§ DATA LINES:

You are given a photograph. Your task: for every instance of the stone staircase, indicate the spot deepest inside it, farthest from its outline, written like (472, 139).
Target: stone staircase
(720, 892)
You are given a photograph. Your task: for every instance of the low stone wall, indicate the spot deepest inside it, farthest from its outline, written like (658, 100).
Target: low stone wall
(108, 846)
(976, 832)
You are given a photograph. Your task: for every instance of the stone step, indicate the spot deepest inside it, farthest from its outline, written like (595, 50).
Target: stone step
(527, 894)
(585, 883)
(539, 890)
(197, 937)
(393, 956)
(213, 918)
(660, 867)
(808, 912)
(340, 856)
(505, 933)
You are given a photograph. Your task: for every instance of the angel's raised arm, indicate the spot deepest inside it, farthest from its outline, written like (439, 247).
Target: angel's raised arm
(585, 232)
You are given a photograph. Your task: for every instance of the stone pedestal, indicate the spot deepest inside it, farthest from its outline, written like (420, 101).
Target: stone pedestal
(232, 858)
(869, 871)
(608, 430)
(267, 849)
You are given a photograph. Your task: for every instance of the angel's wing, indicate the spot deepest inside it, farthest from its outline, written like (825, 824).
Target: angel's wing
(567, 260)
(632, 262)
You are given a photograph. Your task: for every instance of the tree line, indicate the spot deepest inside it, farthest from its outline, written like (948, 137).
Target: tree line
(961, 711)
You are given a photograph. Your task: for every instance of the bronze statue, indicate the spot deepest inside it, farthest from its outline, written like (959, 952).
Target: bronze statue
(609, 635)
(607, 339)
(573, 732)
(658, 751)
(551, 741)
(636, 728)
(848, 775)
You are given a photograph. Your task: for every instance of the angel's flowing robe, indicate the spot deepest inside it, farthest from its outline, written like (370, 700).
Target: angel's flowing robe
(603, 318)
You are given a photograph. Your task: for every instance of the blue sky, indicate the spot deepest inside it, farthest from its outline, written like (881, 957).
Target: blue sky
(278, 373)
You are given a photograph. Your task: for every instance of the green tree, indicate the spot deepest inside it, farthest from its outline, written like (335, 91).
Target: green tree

§ WHAT IS REQUIRED:
Rewrite all the records, replacing "stone" with "granite" wherever it occurs and leaving everything else unchanged.

§ SOLUTION BELOW:
You are given a photograph. Your task: for every instance of the granite staircase, indicate the spot deepest inside it, farthest from its outline, written like (472, 139).
Target: granite staircase
(720, 892)
You are given a photograph. Your task: for every instance of the low granite wall, indicate the spot deepest inside it, farthest from its outline, written like (658, 100).
Target: low granite wall
(108, 846)
(976, 832)
You are given a photograph. Your task: for every instance of the granite step, indicate the spot deepest inside it, farthest from its outline, written like (595, 50).
Target: granite step
(527, 894)
(585, 883)
(539, 890)
(197, 937)
(393, 956)
(213, 918)
(660, 867)
(808, 912)
(340, 856)
(505, 933)
You are given a photograph. Your task: for every instance of the angel's raised arm, indicate the spot deepest inside it, farthest from its outline, written like (439, 247).
Target: angel's raised arm
(585, 232)
You are given a photograph. Your task: for every instance of the granite pedestal, indicate the spot deepest inside it, farthest from its outline, written like (420, 101).
Target: granite pedestal
(232, 858)
(869, 871)
(608, 430)
(267, 849)
You are given a photograph. Your task: for every instance of the angel's wing, indicate the spot deepest inside it, farthest from its outline, written like (825, 824).
Target: angel's wing
(567, 260)
(632, 262)
You are given a photograph. Your task: for every instance of the tree line, indicate the spot deepest inside it, farthest from its outline, written like (948, 137).
Target: tree line
(961, 711)
You are given a photograph. Your task: for every instance of the bronze statue, indicate the spot deepest inside it, farthest from its outline, written like (959, 952).
Target: bronze statue
(609, 635)
(607, 339)
(573, 732)
(658, 751)
(551, 741)
(636, 728)
(848, 775)
You are given a photograph. Your task: for every instance of the angel's flowing robe, indicate the spot deepest inside it, farthest from its outline, written like (370, 700).
Target: angel's flowing robe
(603, 318)
You are given a photograph. Your task: for every instance of the blue sky, indicate the spot deepest inside it, farthest from its outline, written like (881, 957).
Target: blue sky
(278, 373)
You are given a photograph. Your task: for every instance of the green tree, indicate the spot deepest inside it, farthest from its outline, written like (335, 91).
Target: green tree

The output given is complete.